--- Document ---
Le problème de cet argument est qu’il sous-entend que les chercheurs de Génération Libre peuvent déterminer à la place des internautes l’équilibre d’une « bonne » relation commerciale. Comme si la valeur de la vie privée des internautes et des services numériques pouvait être objectivée. La théorie économique nous enseigne cependant depuis plus d’un siècle que la valeur est une notion subjective. Seules les parties contractantes peuvent déterminer elles-mêmes l’équilibre commercial qui leur convient. Le succès de l’industrie des données personnelles devrait suffire à attester la nature mutuellement profitable des transactions impliquées, sinon personne n’aurait recours à la plupart des services informatiques.
Pour le nier, Génération Libre convoque le « paradoxe de l’intimité ». Il y aurait une « déconnexion entre les valeurs et les pratiques des internautes par rapport à l’intimité ». Certains sondages montrent en effet que les utilisateurs se disent inquiets pour leur privée et prétendent lui accorder beaucoup de valeur. Pourtant, ils continuent à surfer sur internet comme si de rien n’était.
Existe-t-il vraiment un paradoxe ? On pourrait aisément souligner que les sondés se mentent à eux-mêmes en formulant oralement des valeurs qui contreviennent à leurs réelles préférences, celles qu’ils mettent en œuvre quotidiennement. Un exemple classique de cette dissonance cognitive réside dans l’attitude des gens vis-à-vis d’un phénomène comme la mondialisation. Lorsqu’on interroge les Français sur le commerce international, ils disent voir le libre-échange d’un mauvais œil. Et pourtant, le commerce international prospère sur le fait que les consommateurs, au-delà de ce qu’ils prétendent auprès des sondeurs, ne se préoccupent guère de la nationalité des produits qu’ils achètent quand ils font leurs emplettes.
Aux études qui vont valoir que les consommateurs confèrent beaucoup de valeur à la vie privée, il sera toujours possible d’opposer d’autres sondages qui suggèrent le contraire. L’économiste américain Caleb S. Fueller révèle ainsi dans une étude qu’une écrasante majorité de gens ne souhaitent pas payer davantage pour plus de vie privée quand ils interagissent avec Google[[Fuller, C.S. Public Choice (2019) 180: 353. https://doi.org/10.1007/s11127-019-00642-2]]. Le site d’information Axios rendait compte en février 2019 d’une étude d’IBM montrant que pour 71 % des sondés, les avantages des nouvelles technologies de l’information valaient des concessions en matière de vie privée[[Kim Hart, Consumers kind, sorta care about their data, Axios, 25 February 2019]].
---
◆ Questions et consignes:
#1 D'après le document, quelle part des sondés de l'étude d'IBM jugeait que les avantages des nouvelles technologies de l'information valaient des concessions en matière de vie privée ?
#2 Pour chaque affirmation ci-dessous, dites par oui ou par non si elle s'accorde avec le document, en citant les mots du texte qui tranchent. (a) La théorie économique considère la valeur comme une notion subjective. (b) Interrogés sur le commerce international, les Français disent voir le libre-échange d'un bon œil. (c) Axios a rendu compte d'une étude d'IBM en février 2019.
--- Données fournies ---
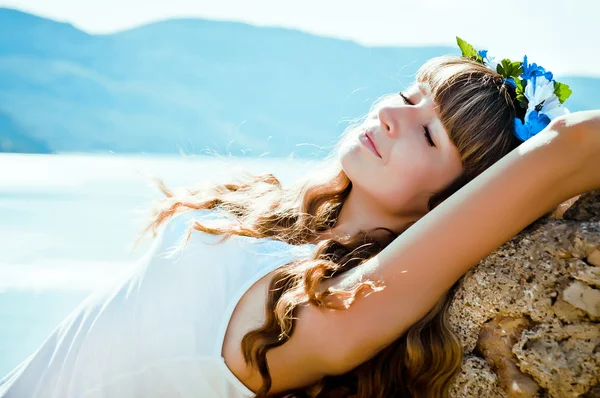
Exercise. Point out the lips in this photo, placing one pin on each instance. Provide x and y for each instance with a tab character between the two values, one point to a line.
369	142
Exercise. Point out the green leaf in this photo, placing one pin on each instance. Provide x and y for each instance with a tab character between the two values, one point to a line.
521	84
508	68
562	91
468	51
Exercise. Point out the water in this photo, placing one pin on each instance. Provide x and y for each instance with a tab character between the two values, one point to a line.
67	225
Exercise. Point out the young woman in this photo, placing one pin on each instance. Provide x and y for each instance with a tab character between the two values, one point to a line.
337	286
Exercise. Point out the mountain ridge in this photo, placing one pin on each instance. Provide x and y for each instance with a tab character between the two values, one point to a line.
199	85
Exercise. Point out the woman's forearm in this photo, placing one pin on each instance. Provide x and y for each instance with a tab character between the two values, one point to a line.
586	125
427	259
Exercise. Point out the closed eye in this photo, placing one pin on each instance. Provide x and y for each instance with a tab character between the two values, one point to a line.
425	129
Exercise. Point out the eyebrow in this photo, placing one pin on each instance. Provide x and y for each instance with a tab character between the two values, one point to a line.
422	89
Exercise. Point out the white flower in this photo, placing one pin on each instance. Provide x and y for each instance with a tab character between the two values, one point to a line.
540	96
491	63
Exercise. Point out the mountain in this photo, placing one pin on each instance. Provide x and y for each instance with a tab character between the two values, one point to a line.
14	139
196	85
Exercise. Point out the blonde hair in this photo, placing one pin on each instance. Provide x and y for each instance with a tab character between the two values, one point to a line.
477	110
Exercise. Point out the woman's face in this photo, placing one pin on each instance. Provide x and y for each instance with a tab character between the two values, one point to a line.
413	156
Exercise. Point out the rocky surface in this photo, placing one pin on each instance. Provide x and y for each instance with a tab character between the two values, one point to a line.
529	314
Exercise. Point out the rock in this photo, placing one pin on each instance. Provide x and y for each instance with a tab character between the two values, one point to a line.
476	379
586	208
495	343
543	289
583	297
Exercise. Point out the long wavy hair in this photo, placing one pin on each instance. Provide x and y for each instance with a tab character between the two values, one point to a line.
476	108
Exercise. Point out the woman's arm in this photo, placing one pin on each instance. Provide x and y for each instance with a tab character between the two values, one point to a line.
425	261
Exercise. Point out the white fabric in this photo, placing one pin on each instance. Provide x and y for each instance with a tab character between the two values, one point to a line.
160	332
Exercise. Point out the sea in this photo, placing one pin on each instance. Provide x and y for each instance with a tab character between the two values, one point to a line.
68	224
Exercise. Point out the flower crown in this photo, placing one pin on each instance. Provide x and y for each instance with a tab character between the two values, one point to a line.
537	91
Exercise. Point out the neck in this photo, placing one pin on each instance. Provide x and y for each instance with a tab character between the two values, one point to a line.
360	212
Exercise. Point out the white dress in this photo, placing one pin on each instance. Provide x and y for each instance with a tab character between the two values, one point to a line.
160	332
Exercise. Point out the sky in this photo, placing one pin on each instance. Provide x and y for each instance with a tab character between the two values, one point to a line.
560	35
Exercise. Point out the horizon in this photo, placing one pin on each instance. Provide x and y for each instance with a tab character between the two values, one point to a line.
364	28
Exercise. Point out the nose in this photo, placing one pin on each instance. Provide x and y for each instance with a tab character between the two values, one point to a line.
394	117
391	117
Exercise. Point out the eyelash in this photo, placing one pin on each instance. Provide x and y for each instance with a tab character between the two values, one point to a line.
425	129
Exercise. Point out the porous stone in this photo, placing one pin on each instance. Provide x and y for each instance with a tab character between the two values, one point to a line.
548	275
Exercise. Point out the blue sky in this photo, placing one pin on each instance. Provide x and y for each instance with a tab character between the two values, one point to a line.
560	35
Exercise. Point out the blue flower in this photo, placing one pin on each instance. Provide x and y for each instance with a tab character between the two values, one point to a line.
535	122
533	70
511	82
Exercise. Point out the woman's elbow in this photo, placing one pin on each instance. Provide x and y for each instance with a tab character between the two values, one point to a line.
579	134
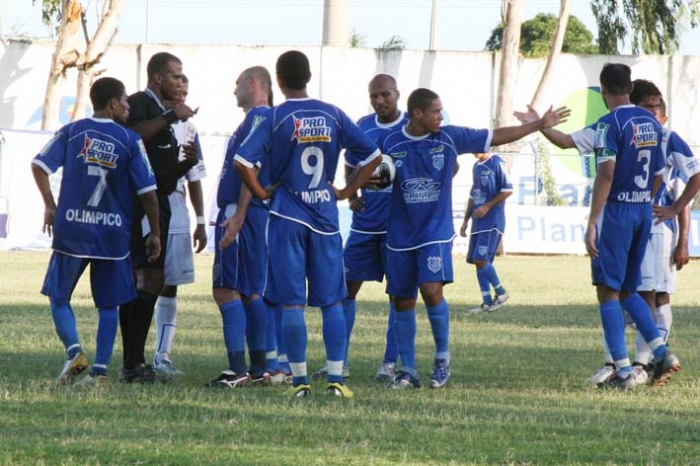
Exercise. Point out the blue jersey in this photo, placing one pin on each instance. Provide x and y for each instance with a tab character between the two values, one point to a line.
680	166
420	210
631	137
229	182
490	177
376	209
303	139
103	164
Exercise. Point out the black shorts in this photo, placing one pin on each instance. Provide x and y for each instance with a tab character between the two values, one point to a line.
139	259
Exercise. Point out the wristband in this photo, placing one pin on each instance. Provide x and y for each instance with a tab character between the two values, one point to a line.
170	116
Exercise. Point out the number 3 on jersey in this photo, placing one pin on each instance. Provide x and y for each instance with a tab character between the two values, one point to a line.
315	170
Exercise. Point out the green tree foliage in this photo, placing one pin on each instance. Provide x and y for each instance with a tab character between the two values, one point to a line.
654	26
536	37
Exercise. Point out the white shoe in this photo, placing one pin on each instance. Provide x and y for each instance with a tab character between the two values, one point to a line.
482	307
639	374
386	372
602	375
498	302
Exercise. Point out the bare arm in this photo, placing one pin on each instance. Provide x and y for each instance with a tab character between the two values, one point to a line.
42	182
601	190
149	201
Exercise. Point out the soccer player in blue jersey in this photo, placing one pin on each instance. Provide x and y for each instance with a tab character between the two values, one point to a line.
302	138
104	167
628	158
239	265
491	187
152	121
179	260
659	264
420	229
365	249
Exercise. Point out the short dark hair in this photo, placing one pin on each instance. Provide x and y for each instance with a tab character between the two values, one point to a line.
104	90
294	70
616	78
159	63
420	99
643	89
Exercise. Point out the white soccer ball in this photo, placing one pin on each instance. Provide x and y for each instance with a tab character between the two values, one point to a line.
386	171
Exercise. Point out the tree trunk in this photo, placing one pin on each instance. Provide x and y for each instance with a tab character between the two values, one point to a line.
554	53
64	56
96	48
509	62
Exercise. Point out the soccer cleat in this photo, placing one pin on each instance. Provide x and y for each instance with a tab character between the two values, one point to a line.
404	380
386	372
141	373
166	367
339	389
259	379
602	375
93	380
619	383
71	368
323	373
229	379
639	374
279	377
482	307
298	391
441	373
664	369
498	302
---
--- Données fournies ---
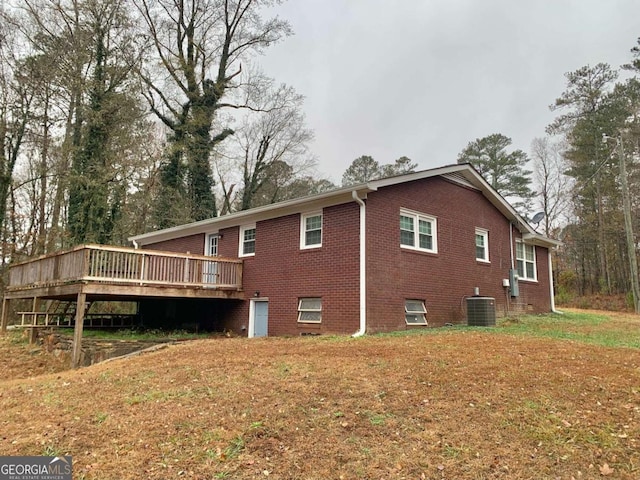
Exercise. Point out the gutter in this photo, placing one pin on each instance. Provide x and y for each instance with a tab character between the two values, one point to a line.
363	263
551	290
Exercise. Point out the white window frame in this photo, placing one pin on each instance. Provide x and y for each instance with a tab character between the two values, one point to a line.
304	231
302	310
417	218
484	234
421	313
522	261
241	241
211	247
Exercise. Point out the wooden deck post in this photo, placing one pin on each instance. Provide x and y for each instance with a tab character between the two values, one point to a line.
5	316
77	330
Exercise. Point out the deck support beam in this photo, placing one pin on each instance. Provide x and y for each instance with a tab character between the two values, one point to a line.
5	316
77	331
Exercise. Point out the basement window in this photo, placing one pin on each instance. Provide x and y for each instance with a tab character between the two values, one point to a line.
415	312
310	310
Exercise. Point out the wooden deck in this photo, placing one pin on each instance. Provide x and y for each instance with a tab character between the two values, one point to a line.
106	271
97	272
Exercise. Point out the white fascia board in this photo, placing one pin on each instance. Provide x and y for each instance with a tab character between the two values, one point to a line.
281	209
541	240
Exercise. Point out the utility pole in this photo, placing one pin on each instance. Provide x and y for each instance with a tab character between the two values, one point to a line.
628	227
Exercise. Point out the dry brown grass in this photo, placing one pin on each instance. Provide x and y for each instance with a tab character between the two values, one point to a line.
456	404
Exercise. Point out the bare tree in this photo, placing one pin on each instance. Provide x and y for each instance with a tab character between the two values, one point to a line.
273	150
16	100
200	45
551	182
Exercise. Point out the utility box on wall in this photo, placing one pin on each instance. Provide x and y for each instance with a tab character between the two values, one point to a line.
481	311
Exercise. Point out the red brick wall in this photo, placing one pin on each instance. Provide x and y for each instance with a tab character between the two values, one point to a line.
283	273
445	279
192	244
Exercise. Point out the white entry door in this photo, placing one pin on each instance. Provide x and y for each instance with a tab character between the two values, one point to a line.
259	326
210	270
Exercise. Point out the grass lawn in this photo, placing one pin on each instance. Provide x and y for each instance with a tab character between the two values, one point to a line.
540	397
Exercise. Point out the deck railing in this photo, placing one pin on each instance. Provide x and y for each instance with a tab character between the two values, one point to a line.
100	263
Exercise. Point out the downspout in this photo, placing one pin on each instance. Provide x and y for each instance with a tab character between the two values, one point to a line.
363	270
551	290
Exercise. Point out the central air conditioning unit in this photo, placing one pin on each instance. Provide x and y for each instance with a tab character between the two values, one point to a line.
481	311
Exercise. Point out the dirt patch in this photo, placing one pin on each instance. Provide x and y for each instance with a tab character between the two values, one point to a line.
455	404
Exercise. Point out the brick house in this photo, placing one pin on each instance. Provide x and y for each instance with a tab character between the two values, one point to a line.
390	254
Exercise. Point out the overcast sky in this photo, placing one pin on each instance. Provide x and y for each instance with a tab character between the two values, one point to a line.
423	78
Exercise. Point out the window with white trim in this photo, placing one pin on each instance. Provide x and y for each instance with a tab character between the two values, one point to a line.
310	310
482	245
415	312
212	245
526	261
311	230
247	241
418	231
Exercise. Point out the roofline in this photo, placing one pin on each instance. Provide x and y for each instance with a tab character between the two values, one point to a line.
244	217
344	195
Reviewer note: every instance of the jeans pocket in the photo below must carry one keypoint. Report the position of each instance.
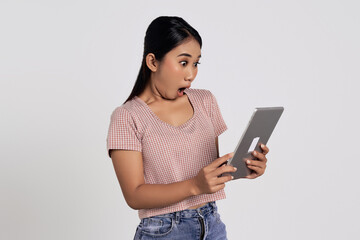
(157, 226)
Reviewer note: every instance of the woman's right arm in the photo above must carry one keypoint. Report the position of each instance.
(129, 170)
---
--- Données fournies ---
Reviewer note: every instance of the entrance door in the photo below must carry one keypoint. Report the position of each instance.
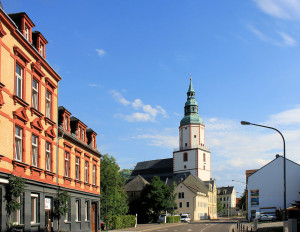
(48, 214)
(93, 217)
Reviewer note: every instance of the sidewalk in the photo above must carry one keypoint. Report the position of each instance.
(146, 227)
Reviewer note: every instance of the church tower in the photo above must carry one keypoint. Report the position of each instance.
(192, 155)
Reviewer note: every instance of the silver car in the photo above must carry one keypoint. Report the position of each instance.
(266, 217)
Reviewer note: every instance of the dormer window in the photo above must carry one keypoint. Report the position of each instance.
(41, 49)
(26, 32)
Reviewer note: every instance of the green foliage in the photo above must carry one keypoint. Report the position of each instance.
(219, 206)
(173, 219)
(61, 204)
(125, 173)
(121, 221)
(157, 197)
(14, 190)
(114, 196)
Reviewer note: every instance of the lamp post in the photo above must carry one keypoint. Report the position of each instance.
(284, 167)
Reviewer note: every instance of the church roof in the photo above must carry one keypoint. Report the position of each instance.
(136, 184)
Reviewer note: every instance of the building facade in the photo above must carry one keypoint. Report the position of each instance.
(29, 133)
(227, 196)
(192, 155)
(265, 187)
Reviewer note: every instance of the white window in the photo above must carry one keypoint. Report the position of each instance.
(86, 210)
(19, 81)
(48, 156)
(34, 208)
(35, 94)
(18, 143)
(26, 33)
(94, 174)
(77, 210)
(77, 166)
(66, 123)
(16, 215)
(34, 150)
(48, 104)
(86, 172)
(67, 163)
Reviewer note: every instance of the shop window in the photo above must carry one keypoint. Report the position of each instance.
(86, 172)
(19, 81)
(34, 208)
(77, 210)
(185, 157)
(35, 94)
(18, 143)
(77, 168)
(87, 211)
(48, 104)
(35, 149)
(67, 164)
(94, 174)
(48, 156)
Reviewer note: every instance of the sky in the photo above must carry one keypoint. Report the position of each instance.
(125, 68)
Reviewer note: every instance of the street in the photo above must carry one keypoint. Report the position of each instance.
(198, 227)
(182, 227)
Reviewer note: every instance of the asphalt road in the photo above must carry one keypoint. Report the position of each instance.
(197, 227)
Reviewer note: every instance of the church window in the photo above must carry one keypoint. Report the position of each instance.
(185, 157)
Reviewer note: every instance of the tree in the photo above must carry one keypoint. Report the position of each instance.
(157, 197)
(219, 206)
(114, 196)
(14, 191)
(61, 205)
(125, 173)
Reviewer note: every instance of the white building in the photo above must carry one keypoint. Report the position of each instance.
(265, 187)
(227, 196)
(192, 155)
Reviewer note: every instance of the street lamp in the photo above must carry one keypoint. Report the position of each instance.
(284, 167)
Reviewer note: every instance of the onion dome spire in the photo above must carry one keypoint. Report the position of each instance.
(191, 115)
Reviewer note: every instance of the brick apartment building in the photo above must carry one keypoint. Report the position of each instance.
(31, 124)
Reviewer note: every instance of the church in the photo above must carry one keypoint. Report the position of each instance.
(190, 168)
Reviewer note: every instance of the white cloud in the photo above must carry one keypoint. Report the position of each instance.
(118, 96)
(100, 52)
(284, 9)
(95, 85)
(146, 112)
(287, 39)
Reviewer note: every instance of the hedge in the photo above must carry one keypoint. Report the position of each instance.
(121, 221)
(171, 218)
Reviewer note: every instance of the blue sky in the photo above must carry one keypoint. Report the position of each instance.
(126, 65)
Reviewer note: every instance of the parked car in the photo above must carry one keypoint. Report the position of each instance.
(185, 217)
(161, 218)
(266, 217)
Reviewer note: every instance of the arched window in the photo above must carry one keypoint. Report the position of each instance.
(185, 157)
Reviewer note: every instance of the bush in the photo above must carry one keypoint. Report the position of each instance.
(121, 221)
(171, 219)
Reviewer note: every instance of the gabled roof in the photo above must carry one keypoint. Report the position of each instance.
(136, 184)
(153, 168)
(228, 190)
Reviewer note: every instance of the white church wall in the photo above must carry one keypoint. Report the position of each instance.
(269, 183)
---
◆ Réponses attendues:
#1 71 % des sondés.

#2
(a) Oui : « la valeur est une notion subjective ».
(b) Non : « ils disent voir le libre-échange d’un mauvais œil ».
(c) Oui : « Le site d’information Axios rendait compte en février 2019 d’une étude d’IBM ».